**Work to be completed:** Reproduce the listing below verbatim, from the line containing "of the sliding" through the end of the listing.

**Data lines:**
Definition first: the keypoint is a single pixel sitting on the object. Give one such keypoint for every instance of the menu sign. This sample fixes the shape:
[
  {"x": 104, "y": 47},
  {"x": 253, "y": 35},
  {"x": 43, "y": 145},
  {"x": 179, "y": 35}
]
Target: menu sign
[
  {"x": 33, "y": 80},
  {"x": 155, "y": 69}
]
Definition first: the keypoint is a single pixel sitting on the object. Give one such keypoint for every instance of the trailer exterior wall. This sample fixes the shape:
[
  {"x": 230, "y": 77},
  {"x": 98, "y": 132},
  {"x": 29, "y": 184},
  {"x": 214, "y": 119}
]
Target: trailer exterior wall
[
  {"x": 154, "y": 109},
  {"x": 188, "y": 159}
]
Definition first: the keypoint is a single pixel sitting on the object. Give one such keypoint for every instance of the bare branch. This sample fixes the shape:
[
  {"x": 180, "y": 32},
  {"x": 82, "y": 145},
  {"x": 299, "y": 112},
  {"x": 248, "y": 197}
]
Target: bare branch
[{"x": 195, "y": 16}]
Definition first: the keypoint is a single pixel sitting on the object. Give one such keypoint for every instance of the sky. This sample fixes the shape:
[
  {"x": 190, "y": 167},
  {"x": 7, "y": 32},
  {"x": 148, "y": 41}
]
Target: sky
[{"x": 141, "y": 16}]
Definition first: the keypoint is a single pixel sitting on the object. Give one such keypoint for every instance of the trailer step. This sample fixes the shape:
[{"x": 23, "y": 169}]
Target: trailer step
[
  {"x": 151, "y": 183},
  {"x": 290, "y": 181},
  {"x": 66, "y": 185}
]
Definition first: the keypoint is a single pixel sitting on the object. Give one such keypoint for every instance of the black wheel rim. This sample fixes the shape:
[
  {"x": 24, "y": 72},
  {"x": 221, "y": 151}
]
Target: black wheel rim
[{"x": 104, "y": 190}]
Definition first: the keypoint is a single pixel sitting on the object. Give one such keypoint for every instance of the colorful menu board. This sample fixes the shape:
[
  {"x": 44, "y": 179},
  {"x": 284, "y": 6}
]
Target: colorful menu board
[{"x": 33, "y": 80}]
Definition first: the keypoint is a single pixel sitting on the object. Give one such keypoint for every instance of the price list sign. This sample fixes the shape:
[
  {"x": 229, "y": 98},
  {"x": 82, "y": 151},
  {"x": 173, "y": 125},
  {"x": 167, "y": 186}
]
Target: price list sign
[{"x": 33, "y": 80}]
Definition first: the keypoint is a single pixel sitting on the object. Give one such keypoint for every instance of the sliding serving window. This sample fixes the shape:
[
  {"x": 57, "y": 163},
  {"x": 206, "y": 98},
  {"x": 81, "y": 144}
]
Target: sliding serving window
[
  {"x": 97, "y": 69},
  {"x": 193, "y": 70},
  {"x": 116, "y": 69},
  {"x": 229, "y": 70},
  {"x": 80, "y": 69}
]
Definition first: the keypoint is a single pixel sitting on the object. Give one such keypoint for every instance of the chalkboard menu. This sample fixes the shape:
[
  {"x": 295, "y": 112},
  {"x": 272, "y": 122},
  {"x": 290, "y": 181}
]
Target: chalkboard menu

**Task response:**
Definition first: the keypoint is a single pixel sitting on the object. Give one such keypoint for every instance of the sliding serving window. This sample fixes the shape:
[
  {"x": 57, "y": 163},
  {"x": 206, "y": 98},
  {"x": 81, "y": 144}
]
Target: sliding serving window
[
  {"x": 97, "y": 69},
  {"x": 193, "y": 70},
  {"x": 116, "y": 69},
  {"x": 229, "y": 70},
  {"x": 80, "y": 69}
]
Definition first: the keypoint is a single pixel sitting on the object. Give one such keypoint for every instance of the chalkboard menu. This sample fixes the shape:
[
  {"x": 295, "y": 112},
  {"x": 272, "y": 122},
  {"x": 290, "y": 181}
]
Target: chalkboard menu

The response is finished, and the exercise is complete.